DIRECTION — Return each line of the listing below that contains the word "rear". Case counts.

* Begin *

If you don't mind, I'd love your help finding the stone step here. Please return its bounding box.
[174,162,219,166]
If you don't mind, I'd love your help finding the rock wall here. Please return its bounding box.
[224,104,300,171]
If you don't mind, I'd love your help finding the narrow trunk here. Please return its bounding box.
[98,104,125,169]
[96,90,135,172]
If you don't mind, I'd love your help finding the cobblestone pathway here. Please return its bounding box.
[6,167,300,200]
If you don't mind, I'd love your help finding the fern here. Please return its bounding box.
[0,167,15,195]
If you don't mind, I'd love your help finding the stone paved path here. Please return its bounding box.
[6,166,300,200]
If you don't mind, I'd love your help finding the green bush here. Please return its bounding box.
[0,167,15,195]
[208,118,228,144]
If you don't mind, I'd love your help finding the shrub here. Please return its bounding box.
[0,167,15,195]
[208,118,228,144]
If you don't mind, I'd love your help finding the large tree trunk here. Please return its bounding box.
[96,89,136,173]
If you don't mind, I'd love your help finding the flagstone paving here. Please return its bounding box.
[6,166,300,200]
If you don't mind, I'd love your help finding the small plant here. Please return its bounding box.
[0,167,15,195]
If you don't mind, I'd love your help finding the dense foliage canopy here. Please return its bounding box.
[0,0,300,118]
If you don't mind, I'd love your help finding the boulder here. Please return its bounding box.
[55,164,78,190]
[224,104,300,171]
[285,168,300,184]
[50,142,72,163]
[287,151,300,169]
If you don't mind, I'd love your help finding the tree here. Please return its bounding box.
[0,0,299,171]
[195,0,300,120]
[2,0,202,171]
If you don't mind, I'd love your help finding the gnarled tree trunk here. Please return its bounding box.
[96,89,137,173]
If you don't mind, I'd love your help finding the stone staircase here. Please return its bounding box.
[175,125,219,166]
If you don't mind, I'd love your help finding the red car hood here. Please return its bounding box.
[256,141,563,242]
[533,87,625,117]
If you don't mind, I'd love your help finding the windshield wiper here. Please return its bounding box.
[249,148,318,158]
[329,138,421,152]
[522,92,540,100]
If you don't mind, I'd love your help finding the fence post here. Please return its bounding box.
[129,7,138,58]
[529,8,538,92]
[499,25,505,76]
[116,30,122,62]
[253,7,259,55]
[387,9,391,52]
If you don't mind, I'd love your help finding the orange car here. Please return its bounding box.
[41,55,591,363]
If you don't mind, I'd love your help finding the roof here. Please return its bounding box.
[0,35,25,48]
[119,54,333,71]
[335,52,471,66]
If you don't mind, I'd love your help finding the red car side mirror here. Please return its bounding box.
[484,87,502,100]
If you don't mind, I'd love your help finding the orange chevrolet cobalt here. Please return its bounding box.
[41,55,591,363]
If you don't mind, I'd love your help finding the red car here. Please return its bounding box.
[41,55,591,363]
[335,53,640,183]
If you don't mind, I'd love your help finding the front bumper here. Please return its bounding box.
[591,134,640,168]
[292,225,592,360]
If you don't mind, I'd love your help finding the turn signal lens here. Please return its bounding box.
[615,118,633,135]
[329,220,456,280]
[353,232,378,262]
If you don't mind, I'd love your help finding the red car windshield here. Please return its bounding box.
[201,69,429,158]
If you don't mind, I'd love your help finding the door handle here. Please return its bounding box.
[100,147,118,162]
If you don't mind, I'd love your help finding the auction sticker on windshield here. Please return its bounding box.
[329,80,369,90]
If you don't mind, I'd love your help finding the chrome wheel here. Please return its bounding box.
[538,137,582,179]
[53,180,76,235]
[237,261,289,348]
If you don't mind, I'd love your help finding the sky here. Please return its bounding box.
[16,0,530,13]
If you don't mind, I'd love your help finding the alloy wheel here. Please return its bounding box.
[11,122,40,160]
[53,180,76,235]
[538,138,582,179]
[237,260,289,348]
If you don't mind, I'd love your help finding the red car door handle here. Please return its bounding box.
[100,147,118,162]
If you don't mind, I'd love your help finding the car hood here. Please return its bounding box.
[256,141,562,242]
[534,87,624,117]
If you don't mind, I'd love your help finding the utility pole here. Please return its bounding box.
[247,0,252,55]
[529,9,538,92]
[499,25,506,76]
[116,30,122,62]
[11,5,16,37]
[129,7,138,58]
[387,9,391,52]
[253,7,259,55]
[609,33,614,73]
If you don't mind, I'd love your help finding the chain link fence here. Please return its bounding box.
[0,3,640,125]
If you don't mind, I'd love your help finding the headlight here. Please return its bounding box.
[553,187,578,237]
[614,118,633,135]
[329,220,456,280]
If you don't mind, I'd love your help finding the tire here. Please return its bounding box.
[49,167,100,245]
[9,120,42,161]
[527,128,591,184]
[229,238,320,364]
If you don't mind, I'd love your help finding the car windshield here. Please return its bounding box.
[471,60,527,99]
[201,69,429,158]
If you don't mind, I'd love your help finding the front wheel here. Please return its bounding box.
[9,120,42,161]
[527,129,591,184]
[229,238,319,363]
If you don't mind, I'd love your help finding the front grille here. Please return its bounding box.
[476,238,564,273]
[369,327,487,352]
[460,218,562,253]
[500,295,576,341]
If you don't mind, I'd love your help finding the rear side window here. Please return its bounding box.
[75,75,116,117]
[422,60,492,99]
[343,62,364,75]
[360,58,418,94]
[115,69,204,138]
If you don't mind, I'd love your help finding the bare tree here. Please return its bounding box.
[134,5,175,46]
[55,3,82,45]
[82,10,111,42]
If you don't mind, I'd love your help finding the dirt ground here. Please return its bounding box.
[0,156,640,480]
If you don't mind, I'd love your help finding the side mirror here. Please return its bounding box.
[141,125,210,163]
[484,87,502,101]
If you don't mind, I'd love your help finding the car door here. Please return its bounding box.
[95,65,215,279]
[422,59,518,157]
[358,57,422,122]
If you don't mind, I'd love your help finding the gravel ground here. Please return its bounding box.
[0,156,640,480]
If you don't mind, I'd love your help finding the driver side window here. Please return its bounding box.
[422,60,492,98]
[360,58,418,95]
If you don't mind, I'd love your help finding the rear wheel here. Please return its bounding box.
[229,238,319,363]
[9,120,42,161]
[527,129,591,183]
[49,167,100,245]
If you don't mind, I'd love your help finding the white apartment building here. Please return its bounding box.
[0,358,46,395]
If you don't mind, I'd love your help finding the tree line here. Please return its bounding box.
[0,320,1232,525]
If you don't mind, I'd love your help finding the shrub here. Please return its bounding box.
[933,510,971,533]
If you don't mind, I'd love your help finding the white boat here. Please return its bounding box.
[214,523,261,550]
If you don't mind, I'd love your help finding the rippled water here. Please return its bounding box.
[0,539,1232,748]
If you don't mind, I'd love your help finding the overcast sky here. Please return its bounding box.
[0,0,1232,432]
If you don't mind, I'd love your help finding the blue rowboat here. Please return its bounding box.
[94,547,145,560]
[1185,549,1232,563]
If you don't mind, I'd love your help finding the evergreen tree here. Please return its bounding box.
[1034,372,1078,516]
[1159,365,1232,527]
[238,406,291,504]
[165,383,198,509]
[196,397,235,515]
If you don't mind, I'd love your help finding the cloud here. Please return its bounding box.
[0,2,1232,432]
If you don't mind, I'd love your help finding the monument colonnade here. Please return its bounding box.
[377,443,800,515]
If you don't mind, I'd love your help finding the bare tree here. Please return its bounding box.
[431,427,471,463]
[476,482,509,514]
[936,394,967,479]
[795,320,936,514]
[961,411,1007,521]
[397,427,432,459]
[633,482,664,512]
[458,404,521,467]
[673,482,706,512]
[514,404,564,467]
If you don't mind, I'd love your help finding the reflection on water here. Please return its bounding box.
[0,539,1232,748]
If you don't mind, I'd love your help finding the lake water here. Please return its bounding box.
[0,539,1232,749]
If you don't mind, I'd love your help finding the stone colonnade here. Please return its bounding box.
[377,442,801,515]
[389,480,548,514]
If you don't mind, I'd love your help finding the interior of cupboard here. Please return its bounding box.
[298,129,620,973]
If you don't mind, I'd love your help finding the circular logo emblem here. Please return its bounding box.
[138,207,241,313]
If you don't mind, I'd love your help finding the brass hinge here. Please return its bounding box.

* End *

SOLUTION TO THIS TASK —
If you don't mind, I'd love your help finding the rear side window here. Please return its bounding box.
If you don't mind, I'd love your help finding the rear wheel here. Please return its bounding box.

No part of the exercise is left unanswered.